● ACTIVITY: Begin at the line below that has "positive clicks: (57, 205) (62, 204)" and stop after the line that has "positive clicks: (245, 200)". Please restate only those lines, word for word.

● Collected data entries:

☆ ☆ ☆

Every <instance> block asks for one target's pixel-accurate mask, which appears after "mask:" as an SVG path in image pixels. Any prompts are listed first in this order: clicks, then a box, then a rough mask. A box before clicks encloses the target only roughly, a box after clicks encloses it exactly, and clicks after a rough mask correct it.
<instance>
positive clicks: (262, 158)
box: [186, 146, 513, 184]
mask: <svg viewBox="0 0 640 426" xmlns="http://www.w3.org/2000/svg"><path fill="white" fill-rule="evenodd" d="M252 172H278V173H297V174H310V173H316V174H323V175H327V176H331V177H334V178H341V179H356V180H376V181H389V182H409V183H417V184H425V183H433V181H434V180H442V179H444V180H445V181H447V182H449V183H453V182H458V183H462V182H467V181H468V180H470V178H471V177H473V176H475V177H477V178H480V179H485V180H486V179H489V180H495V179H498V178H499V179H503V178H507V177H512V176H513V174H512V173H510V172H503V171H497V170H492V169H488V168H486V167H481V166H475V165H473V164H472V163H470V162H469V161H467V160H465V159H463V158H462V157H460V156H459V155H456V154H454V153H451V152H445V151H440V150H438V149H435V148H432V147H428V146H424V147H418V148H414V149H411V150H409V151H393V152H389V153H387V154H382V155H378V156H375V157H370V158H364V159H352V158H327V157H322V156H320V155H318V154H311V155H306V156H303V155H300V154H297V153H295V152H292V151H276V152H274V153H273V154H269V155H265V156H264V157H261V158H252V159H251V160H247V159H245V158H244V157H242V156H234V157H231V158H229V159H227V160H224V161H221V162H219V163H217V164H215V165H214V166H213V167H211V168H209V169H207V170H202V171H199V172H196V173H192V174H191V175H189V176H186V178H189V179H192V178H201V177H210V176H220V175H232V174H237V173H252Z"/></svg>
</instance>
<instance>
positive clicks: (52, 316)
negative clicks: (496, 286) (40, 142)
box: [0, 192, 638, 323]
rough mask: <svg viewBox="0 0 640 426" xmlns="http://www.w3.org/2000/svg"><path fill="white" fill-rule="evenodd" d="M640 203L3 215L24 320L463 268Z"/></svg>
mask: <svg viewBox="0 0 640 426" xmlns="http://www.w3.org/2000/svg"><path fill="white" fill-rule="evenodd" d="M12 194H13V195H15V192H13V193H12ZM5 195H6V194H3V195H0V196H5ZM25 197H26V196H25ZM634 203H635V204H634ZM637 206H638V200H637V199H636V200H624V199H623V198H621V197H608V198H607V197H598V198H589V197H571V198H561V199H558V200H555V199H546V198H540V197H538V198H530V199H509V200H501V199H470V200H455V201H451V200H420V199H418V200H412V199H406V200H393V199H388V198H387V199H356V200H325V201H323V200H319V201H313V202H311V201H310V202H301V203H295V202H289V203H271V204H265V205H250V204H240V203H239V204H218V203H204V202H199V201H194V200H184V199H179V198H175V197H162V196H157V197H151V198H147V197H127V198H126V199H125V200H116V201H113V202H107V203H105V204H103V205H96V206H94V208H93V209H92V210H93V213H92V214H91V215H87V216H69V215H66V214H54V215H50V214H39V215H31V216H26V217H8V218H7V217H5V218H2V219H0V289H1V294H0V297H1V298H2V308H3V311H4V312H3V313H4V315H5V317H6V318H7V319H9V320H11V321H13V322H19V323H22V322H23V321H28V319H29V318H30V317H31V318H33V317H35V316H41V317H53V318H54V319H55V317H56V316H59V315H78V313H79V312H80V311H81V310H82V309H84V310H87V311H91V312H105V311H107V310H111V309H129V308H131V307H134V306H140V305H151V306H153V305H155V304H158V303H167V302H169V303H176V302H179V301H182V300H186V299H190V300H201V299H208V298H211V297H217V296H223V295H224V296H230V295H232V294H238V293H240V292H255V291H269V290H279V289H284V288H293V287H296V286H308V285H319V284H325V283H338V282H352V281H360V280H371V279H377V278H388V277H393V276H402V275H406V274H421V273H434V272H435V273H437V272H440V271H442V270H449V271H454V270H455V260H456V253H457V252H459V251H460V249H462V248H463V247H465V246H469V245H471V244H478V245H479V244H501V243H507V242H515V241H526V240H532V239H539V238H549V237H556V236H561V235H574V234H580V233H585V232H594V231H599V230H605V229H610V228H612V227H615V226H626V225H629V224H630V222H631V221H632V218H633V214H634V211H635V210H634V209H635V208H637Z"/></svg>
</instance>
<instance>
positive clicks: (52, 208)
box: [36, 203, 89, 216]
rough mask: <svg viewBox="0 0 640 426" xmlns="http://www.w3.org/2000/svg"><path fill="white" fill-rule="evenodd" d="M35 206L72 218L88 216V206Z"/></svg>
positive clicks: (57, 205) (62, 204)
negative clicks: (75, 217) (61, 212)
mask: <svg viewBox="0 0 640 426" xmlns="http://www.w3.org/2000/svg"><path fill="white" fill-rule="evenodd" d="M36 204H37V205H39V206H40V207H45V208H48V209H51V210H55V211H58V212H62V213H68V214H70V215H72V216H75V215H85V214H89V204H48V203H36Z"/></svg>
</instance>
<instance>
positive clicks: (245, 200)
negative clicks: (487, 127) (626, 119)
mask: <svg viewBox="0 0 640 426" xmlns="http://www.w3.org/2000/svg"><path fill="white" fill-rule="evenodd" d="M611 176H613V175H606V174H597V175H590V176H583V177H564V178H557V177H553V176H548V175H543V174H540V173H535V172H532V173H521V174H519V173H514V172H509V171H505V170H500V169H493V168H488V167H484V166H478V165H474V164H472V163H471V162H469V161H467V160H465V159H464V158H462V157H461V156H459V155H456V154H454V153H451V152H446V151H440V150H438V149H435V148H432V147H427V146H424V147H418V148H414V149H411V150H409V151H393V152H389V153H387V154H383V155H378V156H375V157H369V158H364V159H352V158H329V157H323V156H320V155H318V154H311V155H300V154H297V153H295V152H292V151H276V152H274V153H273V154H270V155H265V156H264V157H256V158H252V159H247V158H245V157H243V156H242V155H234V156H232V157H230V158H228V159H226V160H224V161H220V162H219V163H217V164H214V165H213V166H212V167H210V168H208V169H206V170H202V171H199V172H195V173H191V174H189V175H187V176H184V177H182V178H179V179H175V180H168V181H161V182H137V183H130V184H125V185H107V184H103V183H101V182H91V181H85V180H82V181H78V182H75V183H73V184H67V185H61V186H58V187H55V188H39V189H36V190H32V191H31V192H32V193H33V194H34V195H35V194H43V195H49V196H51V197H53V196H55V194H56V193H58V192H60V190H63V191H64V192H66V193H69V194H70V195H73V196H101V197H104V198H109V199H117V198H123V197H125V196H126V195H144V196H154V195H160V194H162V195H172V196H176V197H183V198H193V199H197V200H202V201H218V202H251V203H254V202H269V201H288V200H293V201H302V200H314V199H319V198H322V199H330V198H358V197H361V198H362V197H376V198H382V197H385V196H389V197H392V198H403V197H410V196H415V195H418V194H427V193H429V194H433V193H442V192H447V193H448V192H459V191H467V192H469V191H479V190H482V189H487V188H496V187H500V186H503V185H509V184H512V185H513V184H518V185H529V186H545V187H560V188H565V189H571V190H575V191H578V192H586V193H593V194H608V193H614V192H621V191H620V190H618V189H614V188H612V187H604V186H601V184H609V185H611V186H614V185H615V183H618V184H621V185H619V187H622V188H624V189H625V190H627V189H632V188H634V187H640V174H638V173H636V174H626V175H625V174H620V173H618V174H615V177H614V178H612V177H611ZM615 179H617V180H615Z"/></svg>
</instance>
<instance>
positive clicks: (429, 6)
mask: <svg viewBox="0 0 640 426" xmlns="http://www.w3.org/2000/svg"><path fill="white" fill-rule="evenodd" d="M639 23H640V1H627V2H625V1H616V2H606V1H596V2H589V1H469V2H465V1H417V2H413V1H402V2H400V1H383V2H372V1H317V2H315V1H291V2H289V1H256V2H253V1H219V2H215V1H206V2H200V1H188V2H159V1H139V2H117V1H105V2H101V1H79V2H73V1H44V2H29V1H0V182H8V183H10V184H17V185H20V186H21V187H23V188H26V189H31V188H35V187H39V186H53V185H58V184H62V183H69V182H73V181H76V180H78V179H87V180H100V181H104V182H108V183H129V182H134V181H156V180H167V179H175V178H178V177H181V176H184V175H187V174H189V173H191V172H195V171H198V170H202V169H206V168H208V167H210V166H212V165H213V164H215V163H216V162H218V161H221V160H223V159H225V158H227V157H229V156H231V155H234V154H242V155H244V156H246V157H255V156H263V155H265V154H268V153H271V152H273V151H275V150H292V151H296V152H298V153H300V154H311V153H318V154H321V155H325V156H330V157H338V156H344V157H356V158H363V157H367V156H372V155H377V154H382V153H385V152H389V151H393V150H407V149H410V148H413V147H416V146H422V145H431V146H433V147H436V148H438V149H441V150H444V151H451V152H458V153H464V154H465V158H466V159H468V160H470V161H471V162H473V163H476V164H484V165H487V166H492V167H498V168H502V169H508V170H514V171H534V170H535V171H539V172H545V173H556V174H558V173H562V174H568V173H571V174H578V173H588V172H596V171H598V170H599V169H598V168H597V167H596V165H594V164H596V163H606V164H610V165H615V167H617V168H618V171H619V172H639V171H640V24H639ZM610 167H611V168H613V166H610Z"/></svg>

☆ ☆ ☆

● EXPECTED OUTPUT:
positive clicks: (57, 205) (62, 204)
negative clicks: (75, 217) (61, 212)
mask: <svg viewBox="0 0 640 426" xmlns="http://www.w3.org/2000/svg"><path fill="white" fill-rule="evenodd" d="M36 204H37V205H39V206H40V207H45V208H48V209H51V210H55V211H58V212H62V213H68V214H70V215H72V216H75V215H85V214H89V204H48V203H36Z"/></svg>
</instance>
<instance>
positive clicks: (245, 200)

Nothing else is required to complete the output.